_Extract provided_
When comparing two different compartments to each other and to control, gene expression diversity was captured and segregated in three different areas by the second dimension (PC2). We observed gene expression differences comparing TC and PTC (Figure 4B), TC and PS (Figure 4C), and between TV and NV (Figure 4D).

Functional Enrichment Analysis of DEGs Based on RNA-Seq Data

GBM and Control Tissues

To identify possible pathways that are significantly associated with the tumor, functional enrichment analysis was first computed on 8,585 differentially regulated genes (Supplementary Table 1), that contribute to the largest variation in PC1-axis (Figure 2A). Functional enrichment investigation shows biological processes and pathways deregulation in tumor compartments compared to control tissue, when considered DEGs with p < 0.05 (Table 4). The majority of DEGs belonged to the signal transduction/cell communication biological processes, including the tyrosine kinase-type cell surface receptor 4 (HER4), Filamin B (FLNB), Integrins (ITGA2, ITGA4,ITGA8, ITGA9, ITGB7, ITGBL1) and the proto-oncogene tyrosine-protein kinase SRC. Among the DEGs involved in transmembrane transport of small molecules we found aquaporins genes (AQP6, AQP7, AQP9, AQP10, AQP11). The most representative DEGs involved in cell growth and/or maintenance take part to the remodeling and homeostasis of the extracellular matrix (ECM). The expression of metalloproteinases and their inhibitors (MMP15, MMP16, MMP17, MMP24, TIMP1), laminins (LAMA2, LAMA3), collagen gene family members (COL4A2, COL4A3, COL4A3BP, COL4A5, COL6A1, COL9A2, COL10A1, COL11A1, COL11A2, COL12A1, COL17A1, COL18A1, COL19A1, COL21A1, COL24A1, COL25A1, COL26A1, COL27A1, COL28A1, COLGALT2) and tight junction components and adaptors (CLDN1, CLDN3, CLDN4, CLDN6, CLDN9, CLDN10, CLDN11, CLDN16, CLDN20, CLDN24, TJP1, TJP2, TJP3) was found altered in the tumor compartments compared to normal control tissue.


Table 4. Top 5 biological processes and relative pathway annotations for DEGs between all tumor compartments and control tissue.

Pseudopalisading Areas and Tumor Core

DEGs analysis showed a total of 249 genes (Supplementary Table 1), of which 15 down-regulated and 234 up-regulated in pseudopalisading areas, when compared to tumor core areas. Functional enrichment analysis highlighted up-regulated DEGs of pseudopalisading compartments in TOP 5 biological pathways, according to DEGs number (Figure 5A). In particular, we found an overexpression of proangiogenic genes and pathways and genes involved in cell migration in PTC cells, such as Angiopoietin 2 (ANGPT2), Urokinase Plasminogen Activator Receptor (PLAUR), Growth Differentiation Factor 15 (GDF15), Matrix Gla Protein (MGP), Proto-oncogene serine/threonine-protein kinase Pim-1 (PIM1), Cullin 1 (CUL1), and Mitogen-activated protein kinases—MAPK (MAP3K6 and MAPK7).

_Entries provided_
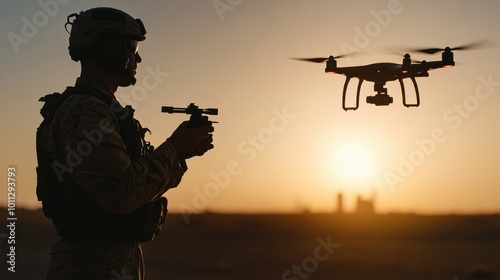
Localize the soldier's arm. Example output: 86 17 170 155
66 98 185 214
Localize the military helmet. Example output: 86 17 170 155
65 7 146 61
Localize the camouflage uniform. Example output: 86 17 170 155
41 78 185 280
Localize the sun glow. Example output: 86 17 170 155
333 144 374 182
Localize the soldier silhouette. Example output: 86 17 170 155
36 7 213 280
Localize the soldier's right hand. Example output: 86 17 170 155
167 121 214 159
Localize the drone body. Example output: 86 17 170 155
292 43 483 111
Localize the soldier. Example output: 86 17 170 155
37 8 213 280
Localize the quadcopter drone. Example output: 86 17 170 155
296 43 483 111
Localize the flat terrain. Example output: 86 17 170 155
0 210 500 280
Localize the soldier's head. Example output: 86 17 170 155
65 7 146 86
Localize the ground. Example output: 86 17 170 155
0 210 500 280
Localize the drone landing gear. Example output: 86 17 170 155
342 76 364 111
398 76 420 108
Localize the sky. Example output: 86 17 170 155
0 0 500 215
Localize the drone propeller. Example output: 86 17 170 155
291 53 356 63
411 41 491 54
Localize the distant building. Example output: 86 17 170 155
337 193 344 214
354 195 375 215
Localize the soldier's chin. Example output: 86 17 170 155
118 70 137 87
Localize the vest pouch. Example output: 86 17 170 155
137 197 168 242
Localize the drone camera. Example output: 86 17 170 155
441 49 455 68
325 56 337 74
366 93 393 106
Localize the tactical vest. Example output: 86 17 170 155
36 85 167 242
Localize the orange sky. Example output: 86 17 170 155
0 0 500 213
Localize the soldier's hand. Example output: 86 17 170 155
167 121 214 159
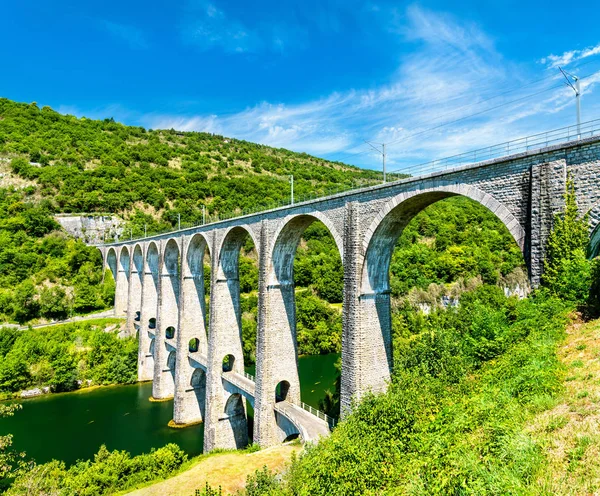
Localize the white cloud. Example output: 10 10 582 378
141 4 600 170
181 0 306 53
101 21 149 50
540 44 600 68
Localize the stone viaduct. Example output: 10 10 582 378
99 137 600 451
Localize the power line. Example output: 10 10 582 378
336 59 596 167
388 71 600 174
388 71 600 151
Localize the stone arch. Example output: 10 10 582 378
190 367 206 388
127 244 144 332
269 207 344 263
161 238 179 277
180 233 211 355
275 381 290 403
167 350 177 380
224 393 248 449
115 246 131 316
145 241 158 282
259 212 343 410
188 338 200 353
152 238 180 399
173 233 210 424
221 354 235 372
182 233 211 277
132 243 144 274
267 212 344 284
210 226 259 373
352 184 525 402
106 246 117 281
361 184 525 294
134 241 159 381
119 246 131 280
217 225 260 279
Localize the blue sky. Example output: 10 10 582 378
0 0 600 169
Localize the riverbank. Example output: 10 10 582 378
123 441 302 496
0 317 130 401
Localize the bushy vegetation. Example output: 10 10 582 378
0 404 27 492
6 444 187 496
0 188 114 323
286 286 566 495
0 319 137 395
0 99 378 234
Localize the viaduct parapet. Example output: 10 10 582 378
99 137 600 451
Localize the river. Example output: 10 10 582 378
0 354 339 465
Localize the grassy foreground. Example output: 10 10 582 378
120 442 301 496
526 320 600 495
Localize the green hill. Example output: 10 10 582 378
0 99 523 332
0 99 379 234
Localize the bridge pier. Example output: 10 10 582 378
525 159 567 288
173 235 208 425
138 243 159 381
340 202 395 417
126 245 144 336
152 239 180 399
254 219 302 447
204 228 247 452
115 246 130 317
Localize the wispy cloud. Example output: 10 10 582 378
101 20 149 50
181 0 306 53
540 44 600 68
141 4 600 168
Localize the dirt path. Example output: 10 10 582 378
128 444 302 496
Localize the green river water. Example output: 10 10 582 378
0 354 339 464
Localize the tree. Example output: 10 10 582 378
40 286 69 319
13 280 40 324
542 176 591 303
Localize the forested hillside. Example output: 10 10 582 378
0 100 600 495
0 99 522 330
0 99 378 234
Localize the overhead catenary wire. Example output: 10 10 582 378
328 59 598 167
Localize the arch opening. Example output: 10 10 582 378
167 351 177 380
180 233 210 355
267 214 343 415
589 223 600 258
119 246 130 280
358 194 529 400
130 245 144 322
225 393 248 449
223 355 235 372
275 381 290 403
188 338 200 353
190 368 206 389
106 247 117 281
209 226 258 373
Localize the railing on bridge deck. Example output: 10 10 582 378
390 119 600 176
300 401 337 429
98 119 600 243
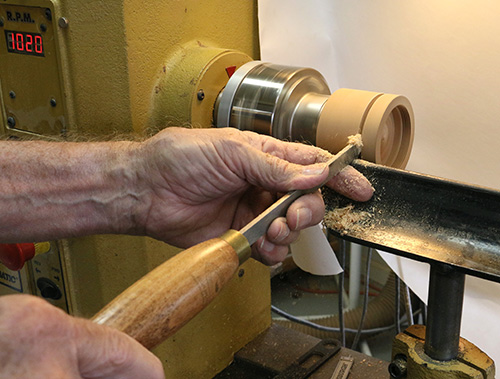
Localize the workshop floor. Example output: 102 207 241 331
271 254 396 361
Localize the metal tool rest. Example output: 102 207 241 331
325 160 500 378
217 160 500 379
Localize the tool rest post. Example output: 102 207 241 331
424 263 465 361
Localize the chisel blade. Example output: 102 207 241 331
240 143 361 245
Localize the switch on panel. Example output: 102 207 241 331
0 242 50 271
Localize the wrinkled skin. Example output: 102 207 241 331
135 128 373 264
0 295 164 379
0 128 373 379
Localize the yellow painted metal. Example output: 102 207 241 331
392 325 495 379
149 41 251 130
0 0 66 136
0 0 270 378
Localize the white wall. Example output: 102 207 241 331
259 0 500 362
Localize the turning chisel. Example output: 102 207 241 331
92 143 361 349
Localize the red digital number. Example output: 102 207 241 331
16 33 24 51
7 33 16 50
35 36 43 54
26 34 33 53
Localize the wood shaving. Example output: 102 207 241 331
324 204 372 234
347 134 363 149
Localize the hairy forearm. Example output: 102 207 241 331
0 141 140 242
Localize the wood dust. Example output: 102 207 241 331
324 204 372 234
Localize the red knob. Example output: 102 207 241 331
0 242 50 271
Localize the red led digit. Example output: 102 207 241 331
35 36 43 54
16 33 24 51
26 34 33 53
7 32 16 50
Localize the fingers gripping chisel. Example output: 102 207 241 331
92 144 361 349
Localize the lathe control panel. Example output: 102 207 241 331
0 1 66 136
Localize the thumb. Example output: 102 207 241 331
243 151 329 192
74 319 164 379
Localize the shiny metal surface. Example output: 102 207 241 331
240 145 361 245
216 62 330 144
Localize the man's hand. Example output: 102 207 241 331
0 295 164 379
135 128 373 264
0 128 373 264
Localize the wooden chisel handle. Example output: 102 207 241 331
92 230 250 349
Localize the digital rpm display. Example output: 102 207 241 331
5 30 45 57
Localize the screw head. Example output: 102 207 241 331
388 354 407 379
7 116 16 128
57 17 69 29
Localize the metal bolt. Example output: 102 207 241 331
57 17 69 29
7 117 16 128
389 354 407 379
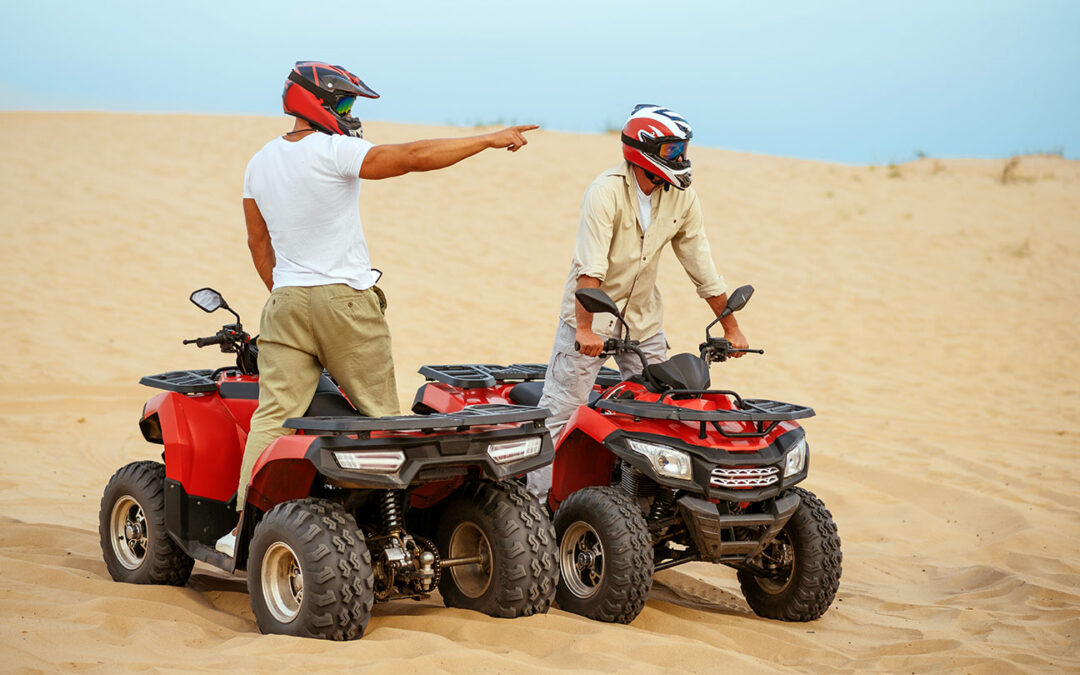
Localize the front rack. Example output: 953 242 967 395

_Work item A_
In the gene expression passage, how many genes did the DEGs analysis find when pseudopalisading areas were compared with tumor core areas?
_Work item B_
Carry on the gene expression passage from its final sentence.
The entries aren't needed for anything here.

_Expected answer A_
249 genes: 15 down-regulated and 234 up-regulated in pseudopalisading areas.

_Expected answer B_
Figure 5. Functional enrichment analysis of DEGs. Top 5 biological processes up-regulated with percentage of DEGs involved in a specific pathway in (A), PTC to pseudopalisading astrocytes and, (B) PS perineuronal astrocytes comparing to TC tumor core astrocytes and, (C) TV tumor blood vessels comparing to normal blood vessels.

Astrocytes in Satellitosis and Tumor Core

Comparing astrocytes in satellitosis to astrocytes in the tumor core, we found 358 DEGs (Supplementary Table 1). Two hundred and fifty six DEGs were specifically up-regulated in neoplastic astrocytes in satellitosis. We explored individual pathways from functional enrichment analysis, finding the TOP 5 biological pathways (Figure 5B) up-regulated in astrocytes in satellitosis. PS compartment overexpresses specific metalloproteinases (MMP9 and MMP28) and aquaporins (AQP1 and AQP4). Furthermore, PS cells overexpressed BRCA1 and Secreted Protein Acidic and Cysteine Rich like protein 1 (SPARCL1).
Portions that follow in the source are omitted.